**Dataset excerpts on object pointing**
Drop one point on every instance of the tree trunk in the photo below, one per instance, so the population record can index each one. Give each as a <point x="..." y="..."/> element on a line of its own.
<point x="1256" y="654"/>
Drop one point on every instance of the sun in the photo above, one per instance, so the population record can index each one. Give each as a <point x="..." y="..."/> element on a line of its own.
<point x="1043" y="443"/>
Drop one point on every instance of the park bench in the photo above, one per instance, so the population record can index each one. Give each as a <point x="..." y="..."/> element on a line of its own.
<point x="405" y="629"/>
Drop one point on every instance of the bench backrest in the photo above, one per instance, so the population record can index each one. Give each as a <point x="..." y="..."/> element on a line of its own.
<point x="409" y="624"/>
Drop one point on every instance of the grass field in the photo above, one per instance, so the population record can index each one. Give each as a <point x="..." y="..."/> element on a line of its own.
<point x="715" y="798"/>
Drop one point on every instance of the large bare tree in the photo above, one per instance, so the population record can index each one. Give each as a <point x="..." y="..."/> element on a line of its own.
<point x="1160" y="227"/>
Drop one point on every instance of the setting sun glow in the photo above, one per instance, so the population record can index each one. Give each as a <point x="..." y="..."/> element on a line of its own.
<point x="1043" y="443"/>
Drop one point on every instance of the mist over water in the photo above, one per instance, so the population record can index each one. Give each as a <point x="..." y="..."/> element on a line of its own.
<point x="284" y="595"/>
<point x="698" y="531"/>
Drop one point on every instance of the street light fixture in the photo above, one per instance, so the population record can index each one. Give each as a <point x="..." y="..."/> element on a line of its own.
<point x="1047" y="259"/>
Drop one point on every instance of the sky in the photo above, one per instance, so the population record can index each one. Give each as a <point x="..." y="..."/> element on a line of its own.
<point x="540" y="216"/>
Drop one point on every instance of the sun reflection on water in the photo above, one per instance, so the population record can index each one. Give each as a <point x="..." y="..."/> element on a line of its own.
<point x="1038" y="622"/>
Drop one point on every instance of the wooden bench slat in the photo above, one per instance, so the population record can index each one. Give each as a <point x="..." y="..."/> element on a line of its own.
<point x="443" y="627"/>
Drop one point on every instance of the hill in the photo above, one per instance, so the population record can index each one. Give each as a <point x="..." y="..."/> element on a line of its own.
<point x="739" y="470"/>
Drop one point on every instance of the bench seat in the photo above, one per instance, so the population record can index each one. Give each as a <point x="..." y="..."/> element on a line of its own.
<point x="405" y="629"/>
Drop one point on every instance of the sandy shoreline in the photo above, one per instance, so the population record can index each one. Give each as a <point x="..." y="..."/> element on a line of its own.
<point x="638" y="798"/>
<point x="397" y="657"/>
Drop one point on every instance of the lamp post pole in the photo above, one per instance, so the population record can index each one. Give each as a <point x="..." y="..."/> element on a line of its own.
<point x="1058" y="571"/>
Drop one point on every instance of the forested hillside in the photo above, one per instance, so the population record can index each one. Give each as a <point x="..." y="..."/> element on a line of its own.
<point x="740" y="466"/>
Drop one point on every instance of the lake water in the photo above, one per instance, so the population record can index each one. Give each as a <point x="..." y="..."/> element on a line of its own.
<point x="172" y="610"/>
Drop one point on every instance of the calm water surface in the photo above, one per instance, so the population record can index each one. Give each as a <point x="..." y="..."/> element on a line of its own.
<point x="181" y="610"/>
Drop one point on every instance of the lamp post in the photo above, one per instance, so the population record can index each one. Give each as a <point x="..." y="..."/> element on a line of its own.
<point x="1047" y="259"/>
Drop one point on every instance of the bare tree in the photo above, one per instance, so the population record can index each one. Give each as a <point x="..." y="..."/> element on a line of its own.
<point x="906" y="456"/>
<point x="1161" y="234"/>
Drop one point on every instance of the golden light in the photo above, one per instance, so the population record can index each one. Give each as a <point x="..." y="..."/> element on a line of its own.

**Problem description**
Print every line of the records exactly. Omit nothing.

**Answer for the task**
Drop one point on every instance of the tree trunk in the photo below, one per instance, so the population record can index each one. Give each as a <point x="..." y="..."/> element on a line of its own.
<point x="1256" y="654"/>
Drop one point on every instance of the sun in the photo above, one per instance, so the population record can index each one. Give each as a <point x="..." y="..."/> element on a line of its own.
<point x="1043" y="443"/>
Drop one point on every instance of the park bench in the photo above, one per instance, so the population record can index each one. Give each as a <point x="..." y="..."/> element on a line of its own.
<point x="405" y="629"/>
Drop one point on every instance of the bench backrest in the photo above, one per instance, so the population record can index each one. Give each as a <point x="..." y="..."/> element on a line of its own.
<point x="409" y="624"/>
Drop one point on every instance of the grass field in the photo above, one per instance, so the population record can index each one. Give each as a <point x="..." y="..."/> element on a line of its own.
<point x="715" y="798"/>
Drop one point on every instance of the large bare tree in the photo above, one per instance, so the population record can index each one. Give each as a <point x="..." y="..."/> element on a line of its own.
<point x="1160" y="227"/>
Drop one point on every instance of the setting sun glow in the photo above, one per instance, so the population record can index each one. Give each as a <point x="..." y="..."/> element on a line of its own.
<point x="1043" y="443"/>
Drop one point on every instance of the mist over water in the photo above, one per instance, so the population record can index each one. Give each as a <point x="..." y="..."/> element on a line of its own.
<point x="284" y="595"/>
<point x="698" y="531"/>
Drop one point on every instance of the street light fixture in the photo above, one per instance, so the population record can index each one. Give each as a <point x="..." y="..."/> element on a line of its own.
<point x="1047" y="259"/>
Drop one point on every instance of the sky in the photo above, one per instance, so the population record can index each one. Give each as a <point x="..." y="..."/> element on a line of its own.
<point x="540" y="216"/>
Drop one point on every instance of the sun reflection on water in the photo above, one per instance, so the population record can index each one. Give each as a <point x="..." y="..."/> element on a line of its own.
<point x="1038" y="622"/>
Drop one point on every instance of the wooden bench slat in the photo above, one per instance, so the population record can index each one. Give each as a <point x="..." y="..."/> element on a line of its own.
<point x="443" y="627"/>
Drop one point on every instance of the hill in the photo above, one per instance, so the population record can index each one. Give each as a <point x="..." y="..."/> element on a line of its own.
<point x="739" y="470"/>
Drop one point on every instance of the bench seat in the photo above, one per instance, so the population record can index each one. Give each as a <point x="..." y="..."/> element on a line of its own.
<point x="405" y="629"/>
Drop one point on every instance of the sandy shoreline in the photo above, one per instance, so the population record can index each one. Give each as a <point x="..." y="..."/> element on a line of its own.
<point x="638" y="798"/>
<point x="397" y="657"/>
Drop one point on every instance of the lamp post pole in the photo above, one per instance, so the population record can index each one. Give each as a <point x="..." y="..."/> element on a line of its own.
<point x="1058" y="571"/>
Drop one point on every instance of the forested hillside in the photo above, one per instance, so the population record can index each one. Give each as a <point x="..." y="..."/> element on a line of its own.
<point x="740" y="466"/>
Drop one point on every instance of the lake water in the photo above, one per instance, so the population record can index each one. Give each as a <point x="..." y="..."/> element on a line of its own.
<point x="172" y="610"/>
Drop one point on every instance of the calm water surface in the photo above, one per instance, so the population record can index each one. Give each as a <point x="..." y="..."/> element on a line of its own.
<point x="181" y="610"/>
Drop one point on every instance of the lamp post in the photo above, one per instance, so the population record can index each one. Give each as a <point x="..." y="..."/> element on a line of its own.
<point x="1047" y="259"/>
Drop one point on every instance of the bare tree in the photo above, one per instance, so the population record can index each one. Give each as a <point x="..." y="..."/> element on a line of its own.
<point x="906" y="456"/>
<point x="1161" y="234"/>
Drop one point on every instance of the golden light in the photo above, one per instance, so the population record can index each one. Give each as a <point x="..." y="..."/> element on a line of its own.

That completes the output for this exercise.